(Excerpts of labeled region data)
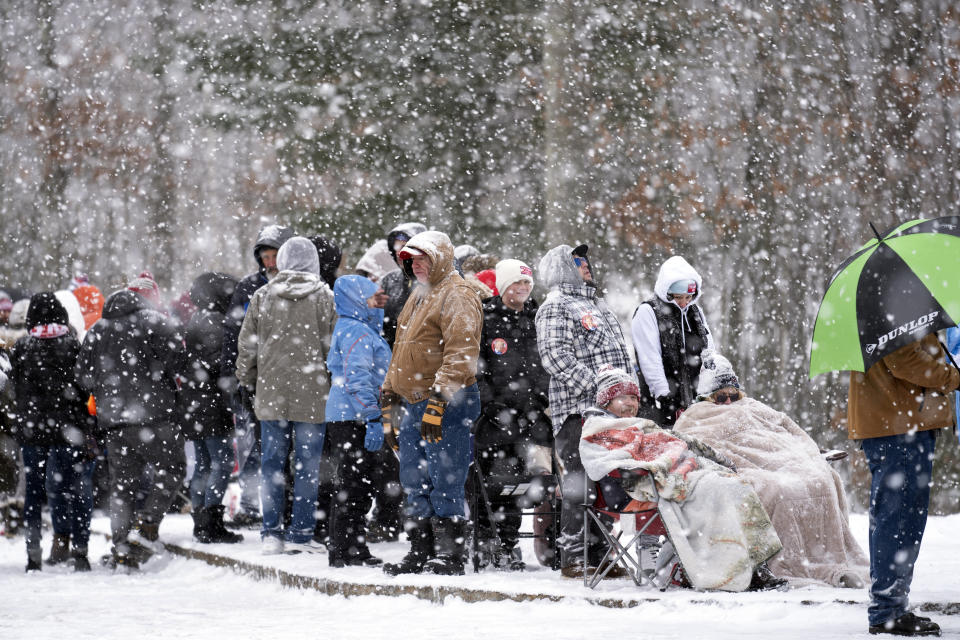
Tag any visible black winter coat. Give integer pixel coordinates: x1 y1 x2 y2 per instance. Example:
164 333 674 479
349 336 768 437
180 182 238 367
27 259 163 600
10 332 91 446
180 273 237 440
220 269 268 385
77 290 184 431
380 269 415 349
476 296 553 447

Your instructions: Report how many lines of the material contain the word "winter", treating case as significant. Give only the number.

Exercise result: 1